Point Encoding

// #Bitcoin

Elliptic curve points are comprised of an x and a y coordinate. The curve (group of constants) used in Bitcoin is secp256k1, which dictates that the x and y values are limited to 256-bits a.k.a. 32-bytes. Points show up in two spots on the blockchain: public keys and the R value in signatures. Bitcoin originally stored both the x and y coordinates of a point on the chain, taking up a total of 64-bytes. That can get expensive, so over the years, multiple encoding formats have been used to lower that heavy 64-byte cost. It has been a bit of a journey.

An elliptic curve over the set of real numbers has a symmetric shape which mirrors itself over the x-axis. This means for any x value we have two possible y values. In the simplest form of the curve, the one you often see in pictures, the “mirror” is the x-axis (determined by whatever constants the curve uses). This means that the two possible y values for a given x_1 would be y_1 and -y_1. They are the additive inverses of each other. This pattern can be leveraged to drop the number of bytes necessary to encode a point. Instead of storing a point as two 32-byte values, only the x coordinate is stored, and theoretically just one more bit could be used to tell the reader if the y coordinate is “above” or “below” the mirror. Bitcoin’s curve however, secp256k1y, isn’t over the set of real numbers, but a finite field where all the values are positive. The graph of secp256k1 doesn’t have as visually obvious of a “mirror” as the standard real numbers version, but luckily, we can still take advantage of a mirror to encode the points more efficiently.

The equation for secp256k1 is y^2 = x^3 + 7 (mod p) where p = 2^256 - 2^32 - 977 (a big odd prime number). If we solve for y, the equation on the right side is a square root. And due to properties of a quadratic residue in a finite field, there are two square roots just like we are used to in the set of real numbers. But, instead of each pair of roots being a positive and a negative, one is odd and one is even. So we still have a way to determine if a y value is “above” or “below” the mirror, we just encode if the y value is even or odd. This is the first form of compressed encoding Bitcoin adopted, compressed public keys, to drop the cost of writing a point from 64-bytes to 33-bytes. The first byte is where the odd or even flag is stored. 8-bits seems like a lot of space to store a single bit of data, and even weirder, the odd and even flags are 0x02 and 0x03. Turns out this was an existing well-defined standard, SEC 1: Elliptic Curve Cryptography (and that appears to be based on another standard?) SEC-1 uses that first byte to encode a lot of different things which are just not that relevant to the Bitcoin use case. 64 to 33 bytes is still a big win though, and using the existing standard is nice, but did leave a bit to be desired.

Records for the exercise:
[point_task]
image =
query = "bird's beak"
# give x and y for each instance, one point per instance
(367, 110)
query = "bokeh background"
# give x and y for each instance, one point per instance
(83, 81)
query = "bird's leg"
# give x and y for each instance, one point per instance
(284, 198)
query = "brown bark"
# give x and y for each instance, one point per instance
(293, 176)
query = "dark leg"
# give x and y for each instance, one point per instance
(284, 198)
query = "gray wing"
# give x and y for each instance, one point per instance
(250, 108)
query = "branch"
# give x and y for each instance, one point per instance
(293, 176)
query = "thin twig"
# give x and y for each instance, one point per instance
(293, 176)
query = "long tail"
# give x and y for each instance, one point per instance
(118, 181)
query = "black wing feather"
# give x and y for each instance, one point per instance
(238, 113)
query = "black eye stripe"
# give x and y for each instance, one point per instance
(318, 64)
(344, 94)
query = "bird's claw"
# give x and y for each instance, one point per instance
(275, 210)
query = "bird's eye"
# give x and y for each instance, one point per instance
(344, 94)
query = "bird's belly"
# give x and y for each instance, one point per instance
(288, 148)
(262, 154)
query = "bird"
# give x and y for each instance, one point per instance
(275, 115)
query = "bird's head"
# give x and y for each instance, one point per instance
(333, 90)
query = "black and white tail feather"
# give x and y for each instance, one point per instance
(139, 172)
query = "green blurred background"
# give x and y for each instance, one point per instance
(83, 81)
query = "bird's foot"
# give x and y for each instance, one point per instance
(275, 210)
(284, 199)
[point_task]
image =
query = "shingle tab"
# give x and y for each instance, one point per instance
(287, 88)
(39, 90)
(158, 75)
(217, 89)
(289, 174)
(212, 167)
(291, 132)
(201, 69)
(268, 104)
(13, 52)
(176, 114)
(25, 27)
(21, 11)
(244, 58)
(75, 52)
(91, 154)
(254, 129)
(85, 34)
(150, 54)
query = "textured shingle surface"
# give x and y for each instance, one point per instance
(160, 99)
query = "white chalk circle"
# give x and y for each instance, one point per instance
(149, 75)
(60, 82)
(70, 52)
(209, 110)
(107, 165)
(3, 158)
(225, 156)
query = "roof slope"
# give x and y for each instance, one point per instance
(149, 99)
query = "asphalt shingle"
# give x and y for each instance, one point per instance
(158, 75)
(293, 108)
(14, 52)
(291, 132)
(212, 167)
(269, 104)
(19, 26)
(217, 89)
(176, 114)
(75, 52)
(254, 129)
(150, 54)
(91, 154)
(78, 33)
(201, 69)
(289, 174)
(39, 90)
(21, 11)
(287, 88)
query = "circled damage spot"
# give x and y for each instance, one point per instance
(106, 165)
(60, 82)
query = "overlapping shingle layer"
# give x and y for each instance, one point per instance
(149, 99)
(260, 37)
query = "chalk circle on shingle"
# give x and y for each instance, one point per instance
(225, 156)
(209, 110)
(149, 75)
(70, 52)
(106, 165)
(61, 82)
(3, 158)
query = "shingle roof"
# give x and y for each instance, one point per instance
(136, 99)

Work instructions:
• A. Output the point encoding text word for word, everything from "Elliptic curve points" down to "of a journey.".
• B. Show each line of the listing that contains the string "black".

The results:
• A.
Elliptic curve points are comprised of an x and a y coordinate. The curve (group of constants) used in Bitcoin is secp256k1, which dictates that the x and y values are limited to 256-bits a.k.a. 32-bytes. Points show up in two spots on the blockchain: public keys and the R value in signatures. Bitcoin originally stored both the x and y coordinates of a point on the chain, taking up a total of 64-bytes. That can get expensive, so over the years, multiple encoding formats have been used to lower that heavy 64-byte cost. It has been a bit of a journey.

• B.
query = "black wing feather"
query = "black eye stripe"
query = "black and white tail feather"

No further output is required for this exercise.